◆ PROVIDED PASSAGE
UC San Diego, GSK collaborate to treat leukemia by eliminating cancer stem cells

Researchers at the University of California, San Diego School of Medicine and Moores Cancer Center are working with GSK on a bench-to-bedside project to treat leukemia and other diseases by eliminating cancer stem cells. The collaboration is part of GSK's Discovery Partnerships with Academia (DPAc) program, where academic partners become core members of drug-hunting teams. Catriona Jamieson, MD, PhD, associate professor of medicine and chief of the Division of Regenerative Medicine, will lead UC San Diego's effort in the new DPAc team.

The UC San Diego-GSK DPAc team will collaborate to discover and develop a new therapeutic compound that inhibits RNA editing, a process cells use to enhance RNA diversity prior to translating genetic information into proteins. Jamieson's group has shown that uncontrolled RNA editing helps cancer stem cells self-renew, making more malignant cells, in chronic myeloid leukemia and other blood cancers. Cancer stem cells can become dormant and evade chemotherapy and then activate again later, causing relapse of leukemia and other cancers and allowing tumors to resist treatment.

"The problem with leukemia is that in many cases while we can control the symptoms of disease, we can't completely eradicate it because current therapies don't block cancer stem cell self-renewal. Enhanced RNA editing is like a cancer stem cell engine, and with this collaboration we want to turn that engine off," said Jamieson, who is also deputy director of the Sanford Stem Cell Clinical Center and director of stem cell research at UC San Diego Moores Cancer Center. "We're very fortunate to have this opportunity to work completely in step with a highly adept, dynamic company to take the RNA editing target idea from design to delivery of a new therapy that may prevent cancer relapse."

GSK launched DPAc as an independent unit in 2010. DPAc's goal is to expedite promising basic research into drug discovery and development, with the potential to bring innovative new treatments to patients. Each selected project works as a joint team, with the academic and GSK scientists sharing data and working toward common goals. Through this arrangement, academic researchers benefit from GSK's capabilities in medicinal chemistry and resources, such as state-of-the-art high-throughput screening technology — the expertise and automated equipment required to quickly and accurately screen millions of potential drug compounds for activity against a selected cellular target.

"We are honored to be selected to collaborate with GSK," said David A. Brenner, MD, vice chancellor for health sciences and dean of UC San Diego School of Medicine. "Paired with GSK's expertise, our collaborative cancer stem cell research infrastructure, bolstered by the California Institute for Regenerative Medicine, National Cancer Institute and philanthropist T. Denny Sanford, places our DPAc team in the best possible position for success."

To be considered for DPAc, academic research proposals must have a clear therapeutic hypothesis, a defined target that can likely be addressed with a drug-like molecule and be led by researchers with deep target and disease expertise, access to model systems and clinical samples to progress the target.

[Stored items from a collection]
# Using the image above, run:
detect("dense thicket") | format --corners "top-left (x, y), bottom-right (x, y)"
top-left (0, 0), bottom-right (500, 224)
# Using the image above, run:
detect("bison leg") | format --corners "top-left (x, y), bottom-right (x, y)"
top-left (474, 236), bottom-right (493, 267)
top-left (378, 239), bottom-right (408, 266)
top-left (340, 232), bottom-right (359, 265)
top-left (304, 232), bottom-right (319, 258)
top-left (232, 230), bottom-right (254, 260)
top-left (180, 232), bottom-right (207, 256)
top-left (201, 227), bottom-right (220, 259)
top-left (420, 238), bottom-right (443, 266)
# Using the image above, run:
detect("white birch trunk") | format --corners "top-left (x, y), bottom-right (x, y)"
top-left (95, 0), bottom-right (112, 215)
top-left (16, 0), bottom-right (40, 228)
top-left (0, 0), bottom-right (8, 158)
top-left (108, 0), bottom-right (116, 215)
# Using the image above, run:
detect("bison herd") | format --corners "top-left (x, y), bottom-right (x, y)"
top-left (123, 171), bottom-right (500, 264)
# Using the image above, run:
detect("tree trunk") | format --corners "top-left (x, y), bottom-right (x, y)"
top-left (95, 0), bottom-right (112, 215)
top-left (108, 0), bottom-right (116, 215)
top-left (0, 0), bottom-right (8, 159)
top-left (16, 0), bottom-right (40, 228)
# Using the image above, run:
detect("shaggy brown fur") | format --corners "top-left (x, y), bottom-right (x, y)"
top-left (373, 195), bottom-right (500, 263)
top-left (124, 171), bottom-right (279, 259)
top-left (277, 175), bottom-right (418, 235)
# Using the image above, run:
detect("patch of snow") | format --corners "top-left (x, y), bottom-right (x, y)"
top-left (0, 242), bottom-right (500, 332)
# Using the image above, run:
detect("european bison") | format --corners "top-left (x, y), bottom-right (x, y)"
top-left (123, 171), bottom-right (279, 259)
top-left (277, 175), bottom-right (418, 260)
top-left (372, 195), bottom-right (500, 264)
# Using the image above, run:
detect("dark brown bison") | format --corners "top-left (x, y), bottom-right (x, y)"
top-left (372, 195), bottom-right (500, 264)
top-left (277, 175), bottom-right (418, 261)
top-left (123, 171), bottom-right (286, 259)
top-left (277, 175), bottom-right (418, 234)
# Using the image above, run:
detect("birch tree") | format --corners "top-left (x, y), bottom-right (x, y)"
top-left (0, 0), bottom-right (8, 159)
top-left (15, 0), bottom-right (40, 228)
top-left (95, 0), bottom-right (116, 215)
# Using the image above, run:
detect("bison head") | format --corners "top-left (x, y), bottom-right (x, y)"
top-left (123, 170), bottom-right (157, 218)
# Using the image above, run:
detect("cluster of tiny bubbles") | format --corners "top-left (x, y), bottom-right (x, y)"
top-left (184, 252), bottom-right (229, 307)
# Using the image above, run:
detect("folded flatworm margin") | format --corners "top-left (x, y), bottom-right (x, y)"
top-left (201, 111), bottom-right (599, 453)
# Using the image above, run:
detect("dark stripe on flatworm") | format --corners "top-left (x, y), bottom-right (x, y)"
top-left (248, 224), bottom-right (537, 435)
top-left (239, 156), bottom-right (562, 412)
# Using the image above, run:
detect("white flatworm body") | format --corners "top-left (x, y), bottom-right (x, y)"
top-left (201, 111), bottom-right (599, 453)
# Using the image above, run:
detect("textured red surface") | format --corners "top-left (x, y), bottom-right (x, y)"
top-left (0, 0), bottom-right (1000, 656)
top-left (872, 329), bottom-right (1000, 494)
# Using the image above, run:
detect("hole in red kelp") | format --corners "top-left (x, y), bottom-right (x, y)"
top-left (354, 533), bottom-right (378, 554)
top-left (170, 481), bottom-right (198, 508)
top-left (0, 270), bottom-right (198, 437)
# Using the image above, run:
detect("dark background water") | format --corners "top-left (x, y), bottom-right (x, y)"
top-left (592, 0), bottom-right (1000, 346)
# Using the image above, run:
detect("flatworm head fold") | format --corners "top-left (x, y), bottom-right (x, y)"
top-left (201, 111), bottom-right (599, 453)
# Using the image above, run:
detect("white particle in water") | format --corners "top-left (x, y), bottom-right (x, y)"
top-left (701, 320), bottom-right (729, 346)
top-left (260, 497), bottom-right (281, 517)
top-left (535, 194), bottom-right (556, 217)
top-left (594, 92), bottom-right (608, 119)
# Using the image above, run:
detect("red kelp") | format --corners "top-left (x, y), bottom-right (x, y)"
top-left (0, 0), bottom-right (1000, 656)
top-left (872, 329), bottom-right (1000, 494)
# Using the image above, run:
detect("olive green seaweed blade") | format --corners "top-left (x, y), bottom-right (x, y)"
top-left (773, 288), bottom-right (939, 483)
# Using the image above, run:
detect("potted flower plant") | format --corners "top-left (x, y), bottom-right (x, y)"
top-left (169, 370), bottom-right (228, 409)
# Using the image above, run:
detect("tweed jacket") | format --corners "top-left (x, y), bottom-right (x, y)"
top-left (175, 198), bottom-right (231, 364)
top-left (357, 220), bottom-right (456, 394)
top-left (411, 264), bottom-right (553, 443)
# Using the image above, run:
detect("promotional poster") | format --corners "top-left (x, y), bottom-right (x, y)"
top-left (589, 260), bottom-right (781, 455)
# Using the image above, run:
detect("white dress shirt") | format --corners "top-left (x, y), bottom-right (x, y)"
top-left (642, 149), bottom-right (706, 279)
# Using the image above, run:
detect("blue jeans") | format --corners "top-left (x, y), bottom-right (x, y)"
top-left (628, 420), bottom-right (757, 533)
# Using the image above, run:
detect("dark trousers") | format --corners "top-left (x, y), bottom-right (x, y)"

◆ TO DO
Please continue the article on the UC San Diego and GSK leukemia collaboration, picking up after its final sentence. These rows have no connection to the article.

◆ ANSWER BOX
"The GSK DPAc program is highly selective and works to identify the best academics with the best targets for partnership," said Carolyn Buser-Doepner, PhD, vice present and global head of DPAc at GSK. "The UC San Diego collaboration represents several firsts for the DPAc team at GSK — it is our first target in the emerging area of RNA editing and it is our first bench-to-bedside DPAc collaboration with a California university. Furthermore, Dr. Jamieson is an ideal collaborator with deep target and disease expertise, a highly productive preclinical research team with access to clinical samples and the demonstrated ability to translate studies into the clinic."

"Academic researchers do science well, but we often need industry partners to help translate those discoveries into new therapeutics that will make a difference to patient lives," said Ida Deichaite, PhD, director of industry relations at Moores Cancer Center. "This DPAc arrangement is a first for the University of California and will hopefully provide a model for future collaborations."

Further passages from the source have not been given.